━━━━━ GIVEN PASSAGE ━━━━━
In general, textile wastewater has been considered as a waste rather than a resource for reusing dyes and water reclamation20,21 According to estimates, ~700,000 tons of synthetic dyes are produced annually, but more than 20% of dyes are lost through wastewaters from textile dyeing and finishing because of the low efficiency of the process22,23. The recovery of dyes and water from textile wastewater can realize the zero liquid discharge strategy (ZLD) and significantly reduce costs in the dyeing industry and environmental pollution10,24,25. However, existing treatment methods focus on the removal or destruction of dyes, which limits their recovery26,27.

In recent years, membrane technologies and evaporation have been used in wastewater treatment to achieve the near-ZLD of water reclamation and resource recovery28,29. Some researchers reported an integrated membrane and thermal-based system for wastewater treatment with near-ZLD and realized the reuse of high-salinity water30. Zeng et al. proposed new nanofiltration membranes by adding glycerol as an environmentally friendly co-solvent to enhance the permeability of membranes31,32. In spite of these advantages, membranes are inherently sensitive to membrane fouling and scaling, and the accumulating contaminants during wastewater treatment would lead to higher operating pressure, poorer water quality and shorter membrane life. The expensive material cost also limits the large-scale application of membrane technology33. Hence, new methods for recovering dyes and water resources from textile wastewater are still urgently needed.

Clathrate hydrates represent ice-like, non-stoichiometric crystalline solid compounds formed through the encapsulation of guest molecules (such as CH4, CO2, CCl2FCH3) in a cage-like skeleton of hydrogen-bonded water molecules, under high pressure or low temperature conditions34,35. Natural gas hydrates are wildly found in continental margins and beneath permafrost regions36,37; one volume of hydrate can disassociate into 164 volumes of methane at standard temperature and pressure38. Thus, they are also considered an enormous potential energy resource. During the hydrate formation process, guest molecules with specific size can be enclathrated in a cage-like skeleton, converting liquid water into solid hydrates. Reversibly, the pure solid hydrate can be decomposed into pure water and guest molecules again via heating or depressurization38,39. Due to the unique feature of hydrate, the hydrate-based technologies have attracted much attention and become a hot topic in recent years in desalination40, gas storage41, cold storage42, gas separation, and even CO2 capture for net-zero emissions43.
━━━━━ DATA RECORDS ━━━━━
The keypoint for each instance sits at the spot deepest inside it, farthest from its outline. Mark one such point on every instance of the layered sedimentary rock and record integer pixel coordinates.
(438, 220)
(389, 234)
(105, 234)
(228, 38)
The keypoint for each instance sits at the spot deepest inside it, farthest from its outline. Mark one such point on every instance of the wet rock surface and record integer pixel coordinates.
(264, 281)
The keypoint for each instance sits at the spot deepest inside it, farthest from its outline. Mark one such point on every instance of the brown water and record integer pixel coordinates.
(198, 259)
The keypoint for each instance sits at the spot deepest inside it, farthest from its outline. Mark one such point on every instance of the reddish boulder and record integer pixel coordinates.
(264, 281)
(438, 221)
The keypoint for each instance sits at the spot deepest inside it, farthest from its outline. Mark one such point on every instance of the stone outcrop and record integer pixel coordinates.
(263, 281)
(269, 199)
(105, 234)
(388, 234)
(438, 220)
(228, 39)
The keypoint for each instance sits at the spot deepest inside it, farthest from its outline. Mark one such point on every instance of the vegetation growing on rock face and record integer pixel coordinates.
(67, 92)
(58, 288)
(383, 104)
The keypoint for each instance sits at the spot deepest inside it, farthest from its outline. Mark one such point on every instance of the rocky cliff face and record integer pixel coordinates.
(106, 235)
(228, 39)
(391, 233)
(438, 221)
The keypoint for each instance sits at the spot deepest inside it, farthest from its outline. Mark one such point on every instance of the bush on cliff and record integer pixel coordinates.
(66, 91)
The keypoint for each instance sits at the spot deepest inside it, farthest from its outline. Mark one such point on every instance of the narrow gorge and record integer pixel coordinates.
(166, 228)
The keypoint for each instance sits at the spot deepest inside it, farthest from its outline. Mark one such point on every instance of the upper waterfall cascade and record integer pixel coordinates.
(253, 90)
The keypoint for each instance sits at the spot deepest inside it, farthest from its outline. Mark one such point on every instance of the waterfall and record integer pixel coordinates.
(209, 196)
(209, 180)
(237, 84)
━━━━━
Pick up the passage on recovering dyes and water from textile wastewater and continue it from its last sentence. You can set the rows aside; they play no part here.

#### RESPONSE AREA
The schematic diagram of the wastewater treatment process is shown in Fig. 1. The unique structure and chemical properties of hydrates make hydrates have the potential to achieve ZLD in wastewater treatment. Compared with thermal evaporation and membrane distillation, the latent heat of CCl2FCH3 (R141b) hydrates is 344 kJ/kg which is smaller than that of water (2444 kJ/kg)44,45,46, so the energy consumption of hydrate formation is lower than thermal evaporation and membrane distillation. On the other hand, the membrane synthesis process is complex, while the wastewater treatment using the hydrate method is simple and maneuverable. Membrane distillation processes also need further development with emphasis on energy efficiency, lower temperature and concentration polarizations47,48. However, few studies focus on the behavior of hydrate formation in organic solution because of the high concentrations and complexity of such components emanating. Furthermore, the interaction between organic contaminants and hydrate cages is unclear, which limits the application of the hydrate wastewater treatment technology.

Fig. 1: Hydrate as a wastewater treatment material.
figure 1

a Schematic diagram of the wastewater treatment process, where liquid water molecules were converted into solid hydrates. And the pure solid hydrate after solid–liquid separation can be decomposed to produce fresh water. b Performance of the treatment via hydrate method. The front panel represents a high removal efficiency and water production rate. The right panel depicts a high-concentration treatment capacity. c Schematic diagram of the system used for experiments.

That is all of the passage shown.